DATA RECORDS START

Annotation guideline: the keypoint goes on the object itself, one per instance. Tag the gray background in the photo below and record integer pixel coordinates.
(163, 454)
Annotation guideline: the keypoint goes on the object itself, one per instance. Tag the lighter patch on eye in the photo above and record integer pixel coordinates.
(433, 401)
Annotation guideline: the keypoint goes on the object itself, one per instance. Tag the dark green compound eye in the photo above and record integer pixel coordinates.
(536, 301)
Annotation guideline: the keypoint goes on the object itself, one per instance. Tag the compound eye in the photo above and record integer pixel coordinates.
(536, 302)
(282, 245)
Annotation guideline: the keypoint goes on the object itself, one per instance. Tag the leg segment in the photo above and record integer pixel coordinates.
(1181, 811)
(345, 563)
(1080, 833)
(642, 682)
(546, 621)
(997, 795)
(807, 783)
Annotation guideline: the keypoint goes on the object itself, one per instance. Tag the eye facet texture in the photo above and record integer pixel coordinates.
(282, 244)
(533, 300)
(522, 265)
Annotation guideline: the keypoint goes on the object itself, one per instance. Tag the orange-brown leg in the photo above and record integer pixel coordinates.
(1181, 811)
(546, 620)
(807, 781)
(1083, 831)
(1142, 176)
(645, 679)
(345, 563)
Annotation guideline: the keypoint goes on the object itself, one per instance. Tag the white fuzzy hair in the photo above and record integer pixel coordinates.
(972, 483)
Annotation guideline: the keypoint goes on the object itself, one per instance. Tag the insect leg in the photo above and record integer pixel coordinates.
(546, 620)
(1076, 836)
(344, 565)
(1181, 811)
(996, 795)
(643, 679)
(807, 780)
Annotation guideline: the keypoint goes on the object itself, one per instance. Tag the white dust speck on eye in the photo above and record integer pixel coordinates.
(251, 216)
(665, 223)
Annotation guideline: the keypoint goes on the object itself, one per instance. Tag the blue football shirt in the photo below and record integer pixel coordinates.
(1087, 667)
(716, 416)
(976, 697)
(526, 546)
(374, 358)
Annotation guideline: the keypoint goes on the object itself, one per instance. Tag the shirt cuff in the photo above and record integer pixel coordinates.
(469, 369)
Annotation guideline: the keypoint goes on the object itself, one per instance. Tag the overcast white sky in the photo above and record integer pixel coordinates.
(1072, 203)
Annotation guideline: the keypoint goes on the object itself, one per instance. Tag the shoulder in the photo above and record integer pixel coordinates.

DATA RECORDS END

» PROMPT
Everything in the listing above should be printed again exactly.

» OUTPUT OF THE EXERCISE
Annotation guideline: the keypoint goes on the object itself, one per instance. Tag the gray background in the photo below and record integer pixel coordinates.
(163, 454)
Annotation guideline: the keypoint goes on the object itself, one per instance. Tag the lighter patch on eye in the photo above and record integer pixel coordinates.
(433, 401)
Annotation guideline: the keypoint goes on the object itself, one per instance. Tag the dark green compound eye in the photo above and record integer pixel coordinates.
(536, 301)
Annotation guideline: the keypoint goes on the object itself, one per instance. Tag the compound eye in the photo above and record integer pixel coordinates.
(536, 302)
(282, 245)
Annotation guideline: the keypoint goes on the object itself, one per instance. Tag the leg segment in the photo above and record integer pixel coordinates.
(1181, 811)
(345, 563)
(1080, 833)
(642, 682)
(546, 621)
(997, 795)
(807, 783)
Annotation guideline: the keypoint goes on the object itself, one per instance. Tag the eye facet texture in the photo above and record integer pixel coordinates.
(282, 244)
(533, 300)
(522, 265)
Annotation guideline: the keypoint goes on the object itself, one per instance. Tag the orange-brown leg in the photo above and record integer pixel coordinates.
(1181, 811)
(546, 620)
(807, 781)
(1083, 831)
(1142, 176)
(645, 679)
(345, 563)
Annotation guideline: the keypoint goes on the object itself, one per instance. Tag the white fuzzy hair in the photo above and record integer pixel coordinates.
(972, 483)
Annotation guideline: the keypoint goes on the object itself, one per instance. Tag the insect leg in the photo above and record integer pixel coordinates.
(546, 620)
(1076, 836)
(344, 565)
(1181, 811)
(996, 795)
(643, 679)
(807, 780)
Annotation guideline: the keypoint goes on the object itself, one per instance. Tag the white dust speck on eye in the photo above and record integer pixel coordinates.
(251, 216)
(665, 223)
Annotation guideline: the keypoint goes on the object itself, one per instance. Tag the blue football shirt in the photo below and record integer pixel coordinates.
(1087, 667)
(716, 416)
(976, 697)
(526, 546)
(374, 358)
Annotation guideline: the keypoint goes on the object itself, one per instance. Tag the shirt cuff in the photo above and record integer pixel coordinates.
(469, 369)
Annotation guideline: the keypoint goes on the object itself, one per instance. Tag the overcast white sky in the photo above and record integer pixel coordinates.
(1072, 203)
Annotation guideline: the keypoint goes on the object itself, one per instance. Tag the shoulder in the photo above and record integer pixel coordinates.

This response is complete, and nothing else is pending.